▸ PROBLEM STATEMENT
Summarize the mini manchas forum thread below in two sentences.

▸ SELECTION
-- START --
# Sharing my sweet mini manchas



## JulieP (Jul 17, 2013)

My doe, Marvel (white one) is 7mos, and my free Martin is 8mos. Does anyone else have a mini matcha that is a Freemartin?


----------



## SalteyLove (Jun 18, 2011)

So how much does a mini mancha weigh? The look so cute up on their milking stand!


----------



## Axykatt (Feb 1, 2013)

How do you keep yer doe in the headstall? My minimancha, Jessica, slips right out of the headstall on my stanchion because of her delicate little head!


----------



## billyjane (Nov 11, 2013)

They are so cute. I just got my two 5 month mini lamancha does a few weeks ago. I already love them. They are so sweet and quite


----------



## CAjerseychick (Sep 21, 2013)

awww so adorable (we have the exact same milk stand!!!!)... do you live in CA? no freemartins here... didnt know goats could be FMs thought it was a dairy cow thing....


----------



## Electra552 (Aug 23, 2013)

Cute). I just love mini manchas


----------



## JulieP (Jul 17, 2013)

We live in Northern CA. They weight almost 40lbs. They do not fit on the stanchion my husband built them, but love to play on it. We live in town on a 1/4 acre and they have the sweetest disposition, my neighbors love them.


----------



## billyjane (Nov 11, 2013)

We live in Southern California. On 1/6 of acre and neighbors don't even know we have mini manachas because they are so quite


----------



## MoKa-Farms (Jun 19, 2013)

So sweet! I wanted LaManchas but, we don't have any. Not complaining. Love your girls, they're gorgeous!


----------



## dayofthunder (Aug 23, 2013)

So cute!


----------



## sandraH (Mar 1, 2013)

So so cute!


----------
-- END --
▸ RECORD LIST
-- START --
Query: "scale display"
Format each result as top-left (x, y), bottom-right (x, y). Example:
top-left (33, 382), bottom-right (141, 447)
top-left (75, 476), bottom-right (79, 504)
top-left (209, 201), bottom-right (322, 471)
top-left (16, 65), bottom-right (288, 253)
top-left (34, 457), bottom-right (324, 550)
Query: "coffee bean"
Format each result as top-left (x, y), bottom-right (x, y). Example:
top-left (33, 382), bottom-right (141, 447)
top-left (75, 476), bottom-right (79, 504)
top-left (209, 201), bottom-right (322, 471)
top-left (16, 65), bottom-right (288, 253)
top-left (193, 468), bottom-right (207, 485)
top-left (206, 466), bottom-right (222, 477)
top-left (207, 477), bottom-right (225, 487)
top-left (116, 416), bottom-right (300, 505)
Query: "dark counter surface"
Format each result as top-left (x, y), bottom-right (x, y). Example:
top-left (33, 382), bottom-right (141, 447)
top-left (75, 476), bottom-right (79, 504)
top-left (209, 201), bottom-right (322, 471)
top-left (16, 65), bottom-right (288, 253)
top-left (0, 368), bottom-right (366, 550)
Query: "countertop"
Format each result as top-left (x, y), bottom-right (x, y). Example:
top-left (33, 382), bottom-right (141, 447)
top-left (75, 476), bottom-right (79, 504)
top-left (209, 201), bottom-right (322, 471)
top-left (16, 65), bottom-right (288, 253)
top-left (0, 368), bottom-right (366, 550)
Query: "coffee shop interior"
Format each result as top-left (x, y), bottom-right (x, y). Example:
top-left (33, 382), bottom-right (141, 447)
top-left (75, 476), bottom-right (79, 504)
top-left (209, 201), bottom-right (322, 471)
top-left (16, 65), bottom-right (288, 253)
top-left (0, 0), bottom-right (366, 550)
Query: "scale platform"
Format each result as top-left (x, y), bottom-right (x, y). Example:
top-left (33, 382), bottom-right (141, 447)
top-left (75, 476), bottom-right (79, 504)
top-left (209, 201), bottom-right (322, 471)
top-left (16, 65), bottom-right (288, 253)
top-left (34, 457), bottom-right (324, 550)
-- END --
▸ TASK OUTPUT
A member shares photos of two mini manchas, a seven-month-old doe named Marvel and an eight-month-old freemartin, and asks whether anyone else has a mini mancha that is a freemartin. Other members call the goats cute and ask about them, and the owner replies that they live in Northern California, weigh almost 40 pounds, do not fit on the stanchion built for them, and have a sweet disposition that the neighbors love.